Given text —
"""

There is no strong performance reason for having both the wgpu and CUDA backends — they achieve comparable throughput on the same hardware. Both exist because building them was a fun exercise in exploring GPU compute from Rust through two very different APIs (portable graphics API vs. vendor-native toolkit).
**CPU** — Scalar DP with ping-pong score arrays. Two `Vec<f32>` of length S are swapped each time step. Reference implementation, always available.
**wgpu** (`wgpu-dp` feature) — A single compute shader dispatch runs the entire T-step DP in one workgroup of 256 threads using `workgroupBarrier()` synchronization. Only the T-length path buffer is copied back to host. Supports Vulkan, DX12, and Metal.
**CUDA** (`cuda-dp` feature) — Three kernels compiled at runtime via NVRTC: `log_softmax_rows` (shared-memory reduction), `viterbi_forward` (wavefront DP in dynamic shared memory), and `viterbi_backtrace` (single-thread O(T) path extraction). When ORT runs on CUDA, the entire log-softmax → Viterbi → backtrace pipeline executes on device with zero-copy — only the final path array transfers to host.

"""

Supplied material —
"""

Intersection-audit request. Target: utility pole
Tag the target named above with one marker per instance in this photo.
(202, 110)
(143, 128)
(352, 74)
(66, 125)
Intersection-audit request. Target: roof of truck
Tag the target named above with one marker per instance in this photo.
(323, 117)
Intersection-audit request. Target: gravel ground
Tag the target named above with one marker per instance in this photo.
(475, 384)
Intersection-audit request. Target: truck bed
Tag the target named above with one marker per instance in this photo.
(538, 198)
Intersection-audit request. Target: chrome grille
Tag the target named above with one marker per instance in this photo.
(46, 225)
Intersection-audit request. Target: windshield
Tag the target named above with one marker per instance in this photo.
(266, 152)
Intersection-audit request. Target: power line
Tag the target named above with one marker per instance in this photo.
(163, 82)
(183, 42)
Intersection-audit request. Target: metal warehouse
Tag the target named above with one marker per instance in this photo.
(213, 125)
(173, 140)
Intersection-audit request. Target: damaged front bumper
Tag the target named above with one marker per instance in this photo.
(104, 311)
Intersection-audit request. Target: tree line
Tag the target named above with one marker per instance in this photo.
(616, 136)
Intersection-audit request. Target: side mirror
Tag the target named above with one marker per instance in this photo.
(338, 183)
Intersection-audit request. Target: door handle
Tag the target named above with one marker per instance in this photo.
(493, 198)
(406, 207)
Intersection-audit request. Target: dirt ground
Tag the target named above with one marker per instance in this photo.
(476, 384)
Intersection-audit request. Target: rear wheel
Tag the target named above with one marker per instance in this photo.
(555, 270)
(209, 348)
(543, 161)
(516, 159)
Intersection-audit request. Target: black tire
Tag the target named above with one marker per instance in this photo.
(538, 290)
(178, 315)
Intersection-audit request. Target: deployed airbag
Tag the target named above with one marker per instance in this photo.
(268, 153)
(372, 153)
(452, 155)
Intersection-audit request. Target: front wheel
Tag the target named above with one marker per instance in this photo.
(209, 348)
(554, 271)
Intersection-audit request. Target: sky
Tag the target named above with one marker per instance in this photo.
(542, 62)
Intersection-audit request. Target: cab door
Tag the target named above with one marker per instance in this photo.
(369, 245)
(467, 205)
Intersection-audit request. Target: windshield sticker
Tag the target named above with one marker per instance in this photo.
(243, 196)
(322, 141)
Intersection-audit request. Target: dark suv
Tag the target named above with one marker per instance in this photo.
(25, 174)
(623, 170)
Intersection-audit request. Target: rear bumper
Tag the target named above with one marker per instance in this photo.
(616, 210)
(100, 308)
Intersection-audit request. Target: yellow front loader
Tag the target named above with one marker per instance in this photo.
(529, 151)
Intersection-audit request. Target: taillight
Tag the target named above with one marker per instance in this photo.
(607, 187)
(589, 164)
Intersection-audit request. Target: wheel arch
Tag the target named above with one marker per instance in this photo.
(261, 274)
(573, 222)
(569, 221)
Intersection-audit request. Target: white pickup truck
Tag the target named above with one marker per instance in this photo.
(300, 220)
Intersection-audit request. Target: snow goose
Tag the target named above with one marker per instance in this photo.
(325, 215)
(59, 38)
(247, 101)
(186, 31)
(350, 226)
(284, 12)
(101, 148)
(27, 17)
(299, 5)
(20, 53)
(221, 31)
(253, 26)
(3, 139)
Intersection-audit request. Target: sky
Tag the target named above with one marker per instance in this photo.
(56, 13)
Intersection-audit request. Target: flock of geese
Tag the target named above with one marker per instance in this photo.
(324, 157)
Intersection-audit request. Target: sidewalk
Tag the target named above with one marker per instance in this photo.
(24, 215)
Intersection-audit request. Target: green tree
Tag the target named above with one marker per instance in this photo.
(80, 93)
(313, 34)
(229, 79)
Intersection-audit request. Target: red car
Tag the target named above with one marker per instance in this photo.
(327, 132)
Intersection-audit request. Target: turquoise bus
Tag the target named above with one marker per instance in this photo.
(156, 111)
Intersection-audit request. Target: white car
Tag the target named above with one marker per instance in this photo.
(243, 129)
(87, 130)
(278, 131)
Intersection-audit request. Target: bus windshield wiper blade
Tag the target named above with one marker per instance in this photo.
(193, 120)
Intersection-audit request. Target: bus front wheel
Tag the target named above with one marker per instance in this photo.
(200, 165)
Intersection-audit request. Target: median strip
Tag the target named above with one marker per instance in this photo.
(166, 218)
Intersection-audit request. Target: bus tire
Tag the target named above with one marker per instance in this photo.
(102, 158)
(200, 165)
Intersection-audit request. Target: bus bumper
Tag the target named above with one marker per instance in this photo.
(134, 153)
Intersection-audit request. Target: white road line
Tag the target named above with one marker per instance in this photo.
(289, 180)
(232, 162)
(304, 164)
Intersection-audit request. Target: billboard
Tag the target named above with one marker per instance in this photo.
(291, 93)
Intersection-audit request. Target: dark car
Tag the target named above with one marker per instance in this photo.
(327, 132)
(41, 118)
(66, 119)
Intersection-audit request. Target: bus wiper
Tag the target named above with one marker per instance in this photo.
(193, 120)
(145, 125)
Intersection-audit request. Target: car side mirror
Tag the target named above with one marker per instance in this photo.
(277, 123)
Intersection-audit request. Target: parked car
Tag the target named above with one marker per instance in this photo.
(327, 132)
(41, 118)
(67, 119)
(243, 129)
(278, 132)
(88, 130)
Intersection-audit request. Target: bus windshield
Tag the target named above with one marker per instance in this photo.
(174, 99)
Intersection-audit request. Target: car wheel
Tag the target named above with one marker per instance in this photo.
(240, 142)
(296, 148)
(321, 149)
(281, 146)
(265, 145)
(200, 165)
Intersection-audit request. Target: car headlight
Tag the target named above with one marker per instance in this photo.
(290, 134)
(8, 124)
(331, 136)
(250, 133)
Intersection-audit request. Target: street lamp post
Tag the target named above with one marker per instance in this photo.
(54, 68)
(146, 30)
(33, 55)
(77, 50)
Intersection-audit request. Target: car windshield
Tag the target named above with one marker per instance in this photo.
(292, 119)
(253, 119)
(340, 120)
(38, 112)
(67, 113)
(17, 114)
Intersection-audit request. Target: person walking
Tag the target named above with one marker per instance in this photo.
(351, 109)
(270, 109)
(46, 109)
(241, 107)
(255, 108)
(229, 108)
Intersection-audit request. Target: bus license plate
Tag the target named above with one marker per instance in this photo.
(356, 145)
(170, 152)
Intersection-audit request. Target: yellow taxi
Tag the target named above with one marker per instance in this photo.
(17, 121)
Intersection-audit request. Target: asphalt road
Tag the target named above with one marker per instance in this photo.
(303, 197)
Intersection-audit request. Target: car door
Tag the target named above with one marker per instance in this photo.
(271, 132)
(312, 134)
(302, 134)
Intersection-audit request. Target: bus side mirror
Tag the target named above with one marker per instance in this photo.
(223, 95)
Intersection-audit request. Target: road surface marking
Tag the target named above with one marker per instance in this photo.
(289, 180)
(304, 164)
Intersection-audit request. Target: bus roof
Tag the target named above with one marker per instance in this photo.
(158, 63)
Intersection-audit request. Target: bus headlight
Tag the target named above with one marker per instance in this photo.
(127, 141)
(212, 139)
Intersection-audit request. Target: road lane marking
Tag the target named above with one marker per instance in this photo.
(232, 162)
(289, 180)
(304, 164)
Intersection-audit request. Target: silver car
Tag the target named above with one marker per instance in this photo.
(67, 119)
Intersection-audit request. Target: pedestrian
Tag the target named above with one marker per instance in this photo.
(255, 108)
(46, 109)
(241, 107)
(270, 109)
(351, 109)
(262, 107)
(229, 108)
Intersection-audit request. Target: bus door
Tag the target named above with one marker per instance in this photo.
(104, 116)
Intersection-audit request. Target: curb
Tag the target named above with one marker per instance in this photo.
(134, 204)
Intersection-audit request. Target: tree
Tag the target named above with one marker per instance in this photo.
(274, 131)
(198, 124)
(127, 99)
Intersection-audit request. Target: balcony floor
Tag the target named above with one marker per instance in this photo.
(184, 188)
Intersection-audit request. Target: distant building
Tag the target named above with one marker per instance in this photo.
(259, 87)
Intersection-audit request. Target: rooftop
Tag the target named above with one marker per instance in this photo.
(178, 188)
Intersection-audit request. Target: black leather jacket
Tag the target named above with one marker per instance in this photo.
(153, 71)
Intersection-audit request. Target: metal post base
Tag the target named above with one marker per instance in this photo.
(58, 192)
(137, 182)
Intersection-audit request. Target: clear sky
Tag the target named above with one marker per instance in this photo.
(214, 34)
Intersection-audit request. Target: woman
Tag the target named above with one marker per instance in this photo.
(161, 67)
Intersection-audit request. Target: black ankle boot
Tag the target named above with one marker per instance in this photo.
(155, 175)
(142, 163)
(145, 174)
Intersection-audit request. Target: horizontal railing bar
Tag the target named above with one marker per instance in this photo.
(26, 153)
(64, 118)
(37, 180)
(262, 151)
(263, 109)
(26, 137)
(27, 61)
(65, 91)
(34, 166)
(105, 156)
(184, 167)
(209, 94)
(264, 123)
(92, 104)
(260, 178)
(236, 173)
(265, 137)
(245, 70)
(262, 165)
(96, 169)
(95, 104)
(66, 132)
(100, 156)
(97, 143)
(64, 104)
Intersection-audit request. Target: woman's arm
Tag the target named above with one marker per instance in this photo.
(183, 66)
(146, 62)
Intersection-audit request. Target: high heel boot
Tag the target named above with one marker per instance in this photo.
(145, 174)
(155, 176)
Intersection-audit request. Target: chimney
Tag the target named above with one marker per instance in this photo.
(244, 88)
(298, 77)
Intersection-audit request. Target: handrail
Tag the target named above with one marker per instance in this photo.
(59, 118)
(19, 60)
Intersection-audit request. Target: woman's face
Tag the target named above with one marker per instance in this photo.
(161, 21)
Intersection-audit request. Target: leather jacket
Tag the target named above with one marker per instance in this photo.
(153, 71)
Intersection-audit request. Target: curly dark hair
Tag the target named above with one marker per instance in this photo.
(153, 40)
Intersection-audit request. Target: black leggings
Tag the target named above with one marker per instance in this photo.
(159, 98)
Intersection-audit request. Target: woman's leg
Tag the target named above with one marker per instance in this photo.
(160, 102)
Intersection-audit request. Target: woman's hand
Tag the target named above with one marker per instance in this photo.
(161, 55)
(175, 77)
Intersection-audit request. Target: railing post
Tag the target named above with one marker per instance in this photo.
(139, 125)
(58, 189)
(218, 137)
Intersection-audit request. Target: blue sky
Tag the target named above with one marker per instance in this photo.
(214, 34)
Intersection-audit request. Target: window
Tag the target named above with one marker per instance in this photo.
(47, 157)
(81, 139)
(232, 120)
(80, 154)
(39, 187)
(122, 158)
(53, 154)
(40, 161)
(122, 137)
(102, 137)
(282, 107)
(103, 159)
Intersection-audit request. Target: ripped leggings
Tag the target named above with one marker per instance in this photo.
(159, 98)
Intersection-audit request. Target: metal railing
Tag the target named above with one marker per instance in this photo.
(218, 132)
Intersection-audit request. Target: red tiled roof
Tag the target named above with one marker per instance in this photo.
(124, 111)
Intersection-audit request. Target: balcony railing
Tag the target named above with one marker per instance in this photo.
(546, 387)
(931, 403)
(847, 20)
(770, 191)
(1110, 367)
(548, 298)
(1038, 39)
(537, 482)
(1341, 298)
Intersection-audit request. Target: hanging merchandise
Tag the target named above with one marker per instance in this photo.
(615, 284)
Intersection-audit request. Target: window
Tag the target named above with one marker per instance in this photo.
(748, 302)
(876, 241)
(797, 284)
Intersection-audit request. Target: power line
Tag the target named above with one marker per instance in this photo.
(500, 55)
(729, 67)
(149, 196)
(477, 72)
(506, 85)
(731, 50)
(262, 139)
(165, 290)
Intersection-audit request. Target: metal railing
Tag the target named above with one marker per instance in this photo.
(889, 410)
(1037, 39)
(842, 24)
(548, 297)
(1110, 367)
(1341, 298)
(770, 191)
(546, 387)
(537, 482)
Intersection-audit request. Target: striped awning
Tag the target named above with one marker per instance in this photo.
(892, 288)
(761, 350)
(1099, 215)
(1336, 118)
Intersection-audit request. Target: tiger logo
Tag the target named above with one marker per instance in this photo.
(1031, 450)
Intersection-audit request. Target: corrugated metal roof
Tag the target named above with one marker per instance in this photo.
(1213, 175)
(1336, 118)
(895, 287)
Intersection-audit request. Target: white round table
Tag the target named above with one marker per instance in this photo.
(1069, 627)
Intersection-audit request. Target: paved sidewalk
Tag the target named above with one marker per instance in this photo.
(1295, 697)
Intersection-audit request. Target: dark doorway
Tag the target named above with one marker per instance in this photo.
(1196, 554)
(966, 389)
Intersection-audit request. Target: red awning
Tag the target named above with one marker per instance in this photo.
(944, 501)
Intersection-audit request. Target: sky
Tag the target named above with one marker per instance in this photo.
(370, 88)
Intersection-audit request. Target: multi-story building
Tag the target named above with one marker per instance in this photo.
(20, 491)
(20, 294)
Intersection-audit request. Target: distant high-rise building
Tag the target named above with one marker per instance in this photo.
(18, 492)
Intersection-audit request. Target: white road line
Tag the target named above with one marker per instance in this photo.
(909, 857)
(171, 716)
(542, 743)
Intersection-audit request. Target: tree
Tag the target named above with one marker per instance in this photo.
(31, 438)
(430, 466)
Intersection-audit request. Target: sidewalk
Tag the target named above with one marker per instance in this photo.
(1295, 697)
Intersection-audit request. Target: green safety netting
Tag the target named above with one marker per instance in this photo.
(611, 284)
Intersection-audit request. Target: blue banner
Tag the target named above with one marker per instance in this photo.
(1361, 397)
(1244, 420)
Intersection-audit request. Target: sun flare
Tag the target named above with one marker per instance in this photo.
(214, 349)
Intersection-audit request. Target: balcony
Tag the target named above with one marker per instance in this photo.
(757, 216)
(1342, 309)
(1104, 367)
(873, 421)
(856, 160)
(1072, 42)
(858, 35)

"""

What is asked —
1. Turn the paragraph of the backend description that starts with "CUDA" into a short list that keeps its main facts.
2. For each statement, say whether the backend description agrees, answering yes or no and quoting the words that decide it. (a) The wgpu and CUDA backends reach similar throughput on the same hardware. (b) The CPU backend keeps a single score array of length S. (c) The wgpu backend copies the full score arrays back to host.
Answer from the text only, without outside knowledge.

Answers —
1.
- Three kernels, compiled at runtime via NVRTC:
  - `log_softmax_rows`: shared-memory reduction
  - `viterbi_forward`: wavefront DP in dynamic shared memory
  - `viterbi_backtrace`: single-thread O(T) path extraction
- When ORT runs on CUDA, the whole log-softmax → Viterbi → backtrace pipeline runs on device with zero-copy.
- Only the final path array goes to host.

2.
(a) Yes: "they achieve comparable throughput on the same hardware"
(b) No: "Two `Vec<f32>` of length S are swapped each time step."
(c) No: "Only the T-length path buffer is copied back to host."